*Request*:
Arrange the lines of the material between the line holding "Detect each sliding" and the line holding "xmin=91 ymin=228 xmax=168 ymax=274", inclusive, as a numbered list, leaving out any blank lines.
--- Start of Material for this exercise ---
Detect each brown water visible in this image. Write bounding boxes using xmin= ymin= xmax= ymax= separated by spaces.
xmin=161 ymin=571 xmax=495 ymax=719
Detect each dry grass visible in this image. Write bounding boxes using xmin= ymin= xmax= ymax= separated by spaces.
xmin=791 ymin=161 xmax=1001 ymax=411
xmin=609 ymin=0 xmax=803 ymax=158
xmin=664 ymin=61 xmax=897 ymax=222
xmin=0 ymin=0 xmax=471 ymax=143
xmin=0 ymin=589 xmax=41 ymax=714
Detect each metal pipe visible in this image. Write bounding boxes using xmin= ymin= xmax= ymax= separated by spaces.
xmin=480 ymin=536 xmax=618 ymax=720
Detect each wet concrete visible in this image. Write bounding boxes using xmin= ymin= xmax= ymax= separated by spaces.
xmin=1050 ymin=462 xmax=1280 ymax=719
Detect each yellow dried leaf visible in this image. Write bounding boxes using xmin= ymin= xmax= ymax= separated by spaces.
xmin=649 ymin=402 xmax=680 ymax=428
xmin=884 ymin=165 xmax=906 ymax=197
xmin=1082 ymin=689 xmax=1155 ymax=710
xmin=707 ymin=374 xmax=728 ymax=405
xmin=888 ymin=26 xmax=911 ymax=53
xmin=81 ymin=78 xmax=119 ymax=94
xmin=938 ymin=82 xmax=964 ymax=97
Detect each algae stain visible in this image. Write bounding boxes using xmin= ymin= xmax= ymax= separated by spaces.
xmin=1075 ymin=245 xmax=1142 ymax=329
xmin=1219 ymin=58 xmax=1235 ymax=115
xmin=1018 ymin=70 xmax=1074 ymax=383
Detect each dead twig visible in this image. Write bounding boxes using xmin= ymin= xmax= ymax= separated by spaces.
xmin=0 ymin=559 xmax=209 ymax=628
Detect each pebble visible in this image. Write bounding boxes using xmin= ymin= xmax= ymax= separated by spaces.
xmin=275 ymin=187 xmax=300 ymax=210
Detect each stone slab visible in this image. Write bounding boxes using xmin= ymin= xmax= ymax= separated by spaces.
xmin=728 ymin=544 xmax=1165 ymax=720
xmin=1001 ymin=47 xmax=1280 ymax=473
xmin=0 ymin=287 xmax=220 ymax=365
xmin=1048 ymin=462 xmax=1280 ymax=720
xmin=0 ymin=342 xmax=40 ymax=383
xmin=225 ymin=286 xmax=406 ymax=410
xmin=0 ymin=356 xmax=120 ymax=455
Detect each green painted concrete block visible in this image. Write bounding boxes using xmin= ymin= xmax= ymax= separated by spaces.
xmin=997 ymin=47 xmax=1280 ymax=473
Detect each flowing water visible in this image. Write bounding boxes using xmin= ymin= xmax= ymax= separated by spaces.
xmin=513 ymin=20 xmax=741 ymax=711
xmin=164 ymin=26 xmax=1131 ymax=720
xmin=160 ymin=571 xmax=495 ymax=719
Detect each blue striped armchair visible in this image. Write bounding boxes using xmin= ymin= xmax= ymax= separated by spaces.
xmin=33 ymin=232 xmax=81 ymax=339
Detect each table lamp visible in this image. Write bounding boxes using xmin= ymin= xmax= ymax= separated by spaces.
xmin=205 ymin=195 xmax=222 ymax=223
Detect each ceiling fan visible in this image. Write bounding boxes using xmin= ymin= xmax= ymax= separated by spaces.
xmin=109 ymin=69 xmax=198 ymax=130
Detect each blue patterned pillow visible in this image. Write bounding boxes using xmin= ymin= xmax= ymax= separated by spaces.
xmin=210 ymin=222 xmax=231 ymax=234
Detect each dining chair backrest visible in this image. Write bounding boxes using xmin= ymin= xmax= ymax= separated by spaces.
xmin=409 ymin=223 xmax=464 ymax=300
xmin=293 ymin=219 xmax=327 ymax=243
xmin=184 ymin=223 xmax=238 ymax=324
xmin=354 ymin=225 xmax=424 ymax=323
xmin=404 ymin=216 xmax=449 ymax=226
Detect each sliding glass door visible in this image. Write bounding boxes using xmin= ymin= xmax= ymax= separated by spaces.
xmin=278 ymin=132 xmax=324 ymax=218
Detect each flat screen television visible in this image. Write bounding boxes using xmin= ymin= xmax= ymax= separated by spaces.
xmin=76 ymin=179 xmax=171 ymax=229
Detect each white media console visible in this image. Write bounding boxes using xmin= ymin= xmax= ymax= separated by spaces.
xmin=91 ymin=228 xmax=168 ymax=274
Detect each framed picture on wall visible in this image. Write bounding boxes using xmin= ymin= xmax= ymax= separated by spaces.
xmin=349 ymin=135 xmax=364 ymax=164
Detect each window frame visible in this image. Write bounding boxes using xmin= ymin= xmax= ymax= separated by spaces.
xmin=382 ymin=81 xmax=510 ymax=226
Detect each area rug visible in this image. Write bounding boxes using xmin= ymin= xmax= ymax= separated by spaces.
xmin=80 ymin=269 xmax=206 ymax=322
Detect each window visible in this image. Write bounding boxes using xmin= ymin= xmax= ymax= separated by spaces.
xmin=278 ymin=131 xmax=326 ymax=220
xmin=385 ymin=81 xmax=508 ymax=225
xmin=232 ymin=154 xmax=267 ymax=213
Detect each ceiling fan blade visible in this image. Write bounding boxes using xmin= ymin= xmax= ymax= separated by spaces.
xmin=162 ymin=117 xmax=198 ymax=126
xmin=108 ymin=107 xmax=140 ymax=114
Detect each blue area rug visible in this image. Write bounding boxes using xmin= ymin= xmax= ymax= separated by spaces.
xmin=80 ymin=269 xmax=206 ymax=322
--- End of Material for this exercise ---
*Expected output*:
1. Detect each sliding glass door visible in this image. Write bounding boxes using xmin= ymin= xmax= ymax= separated by spaces.
2. xmin=278 ymin=132 xmax=324 ymax=218
3. Detect each flat screen television visible in this image. Write bounding boxes using xmin= ymin= xmax= ymax= separated by spaces.
4. xmin=76 ymin=179 xmax=171 ymax=229
5. Detect each white media console visible in this image. Write bounding boxes using xmin= ymin= xmax= ymax= separated by spaces.
6. xmin=91 ymin=228 xmax=168 ymax=274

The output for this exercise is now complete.